• Aim: Lay out the records below as a two-column CSV with the headers "text" and "answer", one row per record. Put each record's text and its answer in their own quoted fields, with line breaks replaced by spaces.

[Excerpts of pointing data]
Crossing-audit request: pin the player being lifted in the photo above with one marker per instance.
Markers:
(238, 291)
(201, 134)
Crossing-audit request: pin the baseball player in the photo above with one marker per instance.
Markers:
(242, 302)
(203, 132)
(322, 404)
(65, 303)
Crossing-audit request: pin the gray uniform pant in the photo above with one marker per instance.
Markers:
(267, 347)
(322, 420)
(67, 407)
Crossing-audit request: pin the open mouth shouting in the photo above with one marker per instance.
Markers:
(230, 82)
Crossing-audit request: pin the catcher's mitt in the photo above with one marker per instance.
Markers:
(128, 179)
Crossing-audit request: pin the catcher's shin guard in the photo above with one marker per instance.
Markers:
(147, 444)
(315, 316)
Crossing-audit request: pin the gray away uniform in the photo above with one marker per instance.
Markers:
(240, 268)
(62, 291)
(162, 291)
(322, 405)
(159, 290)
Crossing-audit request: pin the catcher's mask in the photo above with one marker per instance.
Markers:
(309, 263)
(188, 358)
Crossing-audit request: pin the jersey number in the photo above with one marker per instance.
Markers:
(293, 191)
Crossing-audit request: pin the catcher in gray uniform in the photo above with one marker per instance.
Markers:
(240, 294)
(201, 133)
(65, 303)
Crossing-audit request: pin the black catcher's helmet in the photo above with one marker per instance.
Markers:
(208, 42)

• Result for this task:
text,answer
"Crossing-audit request: pin the player being lifted in the photo above with one marker per instance. Markers:","(238, 291) (201, 134)"
"Crossing-audit request: pin the baseball player in the photo above with one marker per instance. Markers:","(242, 302) (203, 132) (322, 404) (65, 303)"
"Crossing-audit request: pin the gray uniform pant in the photo above with one marker per instance. Markers:","(267, 347) (322, 420) (67, 407)"
"Crossing-audit request: pin the open mouth shouting in the photo above with one marker per instance. Markers:","(230, 82)"
"Crossing-audit request: pin the catcher's mitt in the photo above with one marker per instance. Markers:","(128, 179)"
"Crossing-audit request: pin the catcher's shin guard in the photo above with one marker per instance. Markers:","(147, 444) (315, 316)"
"Crossing-audit request: pin the gray away uniform in the photo above with one marker per instance. Markers:","(240, 268) (62, 291) (162, 291) (322, 405) (159, 290)"
"Crossing-audit request: pin the catcher's mask in the photo above with one marker per instance. Markers:","(309, 263) (188, 358)"
"Crossing-audit request: pin the jersey number in the photo above with one marker per instance. Markers:","(293, 191)"
"Crossing-audit request: pin the catcher in gray uniform in the photo above with one marker per instance. Markers:","(240, 294) (201, 133) (65, 303)"
"Crossing-audit request: pin the black catcher's helmet in the photo above with one marker per instance. Markers:","(208, 42)"